• [Your assignment]
Copy out, unchanged, every line from the start of the records to the line that contains "give the outline of every instance of the desktop", and stop there.
### Available data
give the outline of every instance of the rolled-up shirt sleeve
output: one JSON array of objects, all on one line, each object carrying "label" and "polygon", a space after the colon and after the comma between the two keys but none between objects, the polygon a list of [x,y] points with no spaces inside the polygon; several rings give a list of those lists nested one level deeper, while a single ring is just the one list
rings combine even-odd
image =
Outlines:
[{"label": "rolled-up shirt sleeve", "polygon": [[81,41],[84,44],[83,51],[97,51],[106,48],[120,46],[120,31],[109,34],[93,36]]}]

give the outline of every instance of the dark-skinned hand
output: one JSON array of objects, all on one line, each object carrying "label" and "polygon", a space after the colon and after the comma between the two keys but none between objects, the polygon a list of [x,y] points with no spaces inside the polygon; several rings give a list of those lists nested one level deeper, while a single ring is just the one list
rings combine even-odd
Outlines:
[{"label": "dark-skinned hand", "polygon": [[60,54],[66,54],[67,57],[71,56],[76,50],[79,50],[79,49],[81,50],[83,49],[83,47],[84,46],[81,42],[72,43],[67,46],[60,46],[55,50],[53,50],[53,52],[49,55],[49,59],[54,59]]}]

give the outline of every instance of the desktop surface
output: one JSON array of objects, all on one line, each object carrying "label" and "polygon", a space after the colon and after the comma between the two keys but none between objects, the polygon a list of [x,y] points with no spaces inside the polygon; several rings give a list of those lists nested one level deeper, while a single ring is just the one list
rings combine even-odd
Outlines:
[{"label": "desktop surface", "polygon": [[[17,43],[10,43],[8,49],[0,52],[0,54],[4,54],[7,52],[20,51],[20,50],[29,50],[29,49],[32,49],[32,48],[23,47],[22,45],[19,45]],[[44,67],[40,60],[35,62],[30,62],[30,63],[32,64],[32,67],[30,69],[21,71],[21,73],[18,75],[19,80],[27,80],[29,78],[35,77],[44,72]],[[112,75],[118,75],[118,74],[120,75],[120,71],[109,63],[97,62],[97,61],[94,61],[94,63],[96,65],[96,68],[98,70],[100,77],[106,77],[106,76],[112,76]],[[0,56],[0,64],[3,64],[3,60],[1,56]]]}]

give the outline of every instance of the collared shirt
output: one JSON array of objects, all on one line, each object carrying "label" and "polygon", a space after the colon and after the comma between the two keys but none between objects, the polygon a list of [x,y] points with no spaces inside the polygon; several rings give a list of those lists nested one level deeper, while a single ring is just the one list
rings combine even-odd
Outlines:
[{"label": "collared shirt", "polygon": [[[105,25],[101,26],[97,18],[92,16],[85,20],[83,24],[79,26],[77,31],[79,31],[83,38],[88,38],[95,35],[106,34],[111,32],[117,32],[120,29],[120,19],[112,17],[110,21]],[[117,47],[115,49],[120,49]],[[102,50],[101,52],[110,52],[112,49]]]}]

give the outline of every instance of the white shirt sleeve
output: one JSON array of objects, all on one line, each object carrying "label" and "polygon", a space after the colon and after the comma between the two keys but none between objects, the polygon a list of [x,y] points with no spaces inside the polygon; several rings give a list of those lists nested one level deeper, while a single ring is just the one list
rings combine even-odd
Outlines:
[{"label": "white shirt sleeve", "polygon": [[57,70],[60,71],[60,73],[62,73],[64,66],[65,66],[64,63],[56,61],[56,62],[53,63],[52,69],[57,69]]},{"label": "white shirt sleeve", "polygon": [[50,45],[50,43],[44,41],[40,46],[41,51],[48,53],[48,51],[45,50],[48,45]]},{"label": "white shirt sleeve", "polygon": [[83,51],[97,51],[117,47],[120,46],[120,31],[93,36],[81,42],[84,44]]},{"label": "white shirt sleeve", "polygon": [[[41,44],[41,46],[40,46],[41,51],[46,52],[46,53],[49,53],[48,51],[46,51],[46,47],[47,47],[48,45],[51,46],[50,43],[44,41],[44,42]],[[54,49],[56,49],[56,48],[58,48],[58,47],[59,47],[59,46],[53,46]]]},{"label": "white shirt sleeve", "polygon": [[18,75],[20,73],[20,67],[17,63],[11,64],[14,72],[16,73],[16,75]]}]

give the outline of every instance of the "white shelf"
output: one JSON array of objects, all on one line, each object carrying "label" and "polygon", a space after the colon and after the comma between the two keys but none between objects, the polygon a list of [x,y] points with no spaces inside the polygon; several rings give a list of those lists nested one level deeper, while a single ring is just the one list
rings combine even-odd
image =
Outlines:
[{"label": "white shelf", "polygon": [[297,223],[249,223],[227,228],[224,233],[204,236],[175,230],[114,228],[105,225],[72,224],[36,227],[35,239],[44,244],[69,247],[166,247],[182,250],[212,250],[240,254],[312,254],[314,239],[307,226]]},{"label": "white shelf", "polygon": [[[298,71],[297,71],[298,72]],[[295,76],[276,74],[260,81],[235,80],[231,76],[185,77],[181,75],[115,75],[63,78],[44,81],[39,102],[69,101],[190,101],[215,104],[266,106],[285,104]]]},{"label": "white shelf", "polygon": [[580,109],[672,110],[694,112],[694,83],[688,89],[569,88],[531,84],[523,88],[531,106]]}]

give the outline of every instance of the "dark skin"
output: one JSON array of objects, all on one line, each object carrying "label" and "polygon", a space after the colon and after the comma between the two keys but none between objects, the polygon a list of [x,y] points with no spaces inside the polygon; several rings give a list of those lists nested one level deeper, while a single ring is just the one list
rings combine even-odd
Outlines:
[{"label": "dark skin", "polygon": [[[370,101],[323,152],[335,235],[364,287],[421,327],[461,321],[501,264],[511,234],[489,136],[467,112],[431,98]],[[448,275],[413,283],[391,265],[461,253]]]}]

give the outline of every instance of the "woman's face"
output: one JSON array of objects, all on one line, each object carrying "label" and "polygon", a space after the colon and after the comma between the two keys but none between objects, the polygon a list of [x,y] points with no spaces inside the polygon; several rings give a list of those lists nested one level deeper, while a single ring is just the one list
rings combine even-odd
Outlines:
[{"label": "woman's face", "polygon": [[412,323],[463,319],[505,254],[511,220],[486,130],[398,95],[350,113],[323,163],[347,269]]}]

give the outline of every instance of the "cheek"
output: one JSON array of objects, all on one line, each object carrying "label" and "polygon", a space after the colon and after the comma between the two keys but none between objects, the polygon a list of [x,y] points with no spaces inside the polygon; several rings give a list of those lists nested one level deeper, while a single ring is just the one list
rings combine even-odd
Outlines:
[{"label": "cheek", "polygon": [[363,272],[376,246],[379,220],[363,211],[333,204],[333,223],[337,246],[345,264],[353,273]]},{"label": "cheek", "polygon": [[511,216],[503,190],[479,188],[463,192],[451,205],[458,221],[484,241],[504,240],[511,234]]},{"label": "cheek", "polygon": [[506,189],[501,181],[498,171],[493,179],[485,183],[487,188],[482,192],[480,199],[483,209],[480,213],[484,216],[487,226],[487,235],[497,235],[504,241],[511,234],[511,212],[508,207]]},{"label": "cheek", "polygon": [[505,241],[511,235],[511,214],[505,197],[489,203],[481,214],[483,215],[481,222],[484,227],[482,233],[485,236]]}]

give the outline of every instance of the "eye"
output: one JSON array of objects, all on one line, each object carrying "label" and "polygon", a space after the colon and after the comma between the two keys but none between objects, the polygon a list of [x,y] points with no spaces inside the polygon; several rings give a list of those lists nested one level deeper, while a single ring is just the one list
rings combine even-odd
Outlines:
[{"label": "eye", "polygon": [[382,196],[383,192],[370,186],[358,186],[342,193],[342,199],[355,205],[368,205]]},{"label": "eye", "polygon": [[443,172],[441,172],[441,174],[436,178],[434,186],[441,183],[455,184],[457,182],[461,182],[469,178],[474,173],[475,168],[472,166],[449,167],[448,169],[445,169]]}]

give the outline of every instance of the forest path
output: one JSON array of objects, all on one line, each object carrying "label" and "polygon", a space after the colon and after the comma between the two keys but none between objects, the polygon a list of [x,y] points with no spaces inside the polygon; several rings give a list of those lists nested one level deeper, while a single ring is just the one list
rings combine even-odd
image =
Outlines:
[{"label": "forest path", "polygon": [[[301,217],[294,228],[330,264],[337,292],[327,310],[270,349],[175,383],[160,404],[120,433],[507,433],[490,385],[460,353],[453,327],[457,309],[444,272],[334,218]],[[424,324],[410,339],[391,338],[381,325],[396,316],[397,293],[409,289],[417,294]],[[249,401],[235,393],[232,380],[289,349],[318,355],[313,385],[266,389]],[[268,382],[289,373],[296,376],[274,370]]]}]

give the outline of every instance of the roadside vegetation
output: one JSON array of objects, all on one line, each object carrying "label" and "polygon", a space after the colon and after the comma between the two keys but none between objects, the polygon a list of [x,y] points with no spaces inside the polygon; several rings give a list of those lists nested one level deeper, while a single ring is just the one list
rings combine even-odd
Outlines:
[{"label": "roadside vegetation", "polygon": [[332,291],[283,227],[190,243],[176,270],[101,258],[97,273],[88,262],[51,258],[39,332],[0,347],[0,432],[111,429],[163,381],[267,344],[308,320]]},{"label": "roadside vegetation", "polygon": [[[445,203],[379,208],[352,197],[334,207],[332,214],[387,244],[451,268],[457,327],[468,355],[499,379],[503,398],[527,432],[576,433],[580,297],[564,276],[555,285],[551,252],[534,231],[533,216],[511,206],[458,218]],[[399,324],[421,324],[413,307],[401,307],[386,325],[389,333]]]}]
######
• [Written answer]
give the outline of every instance of the rolled-up shirt sleeve
output: one JSON array of objects, all on one line, each object carrying "label" and "polygon", a space after the colon and after the comma between the two keys but none between objects, the polygon a list of [x,y] points with no spaces inside the polygon; several rings give a list of those lists nested one level deeper, while a single ring is just the one list
rings combine even-odd
image =
Outlines:
[{"label": "rolled-up shirt sleeve", "polygon": [[81,41],[84,44],[83,51],[97,51],[106,48],[120,46],[120,31],[109,34],[93,36]]}]

give the outline of every instance of the dark-skinned hand
output: one JSON array of objects, all on one line, each object carrying "label" and "polygon", a space after the colon and after the comma between the two keys but none between objects, the polygon a list of [x,y] points with no spaces inside the polygon; several rings give a list of those lists nested one level deeper, while a single ring is just the one list
rings combine even-odd
Outlines:
[{"label": "dark-skinned hand", "polygon": [[60,54],[66,54],[67,57],[71,56],[76,50],[79,50],[79,49],[81,50],[83,49],[83,47],[84,46],[81,42],[72,43],[67,46],[60,46],[55,50],[53,50],[53,52],[49,55],[49,59],[54,59]]}]

give the outline of every instance of the desktop surface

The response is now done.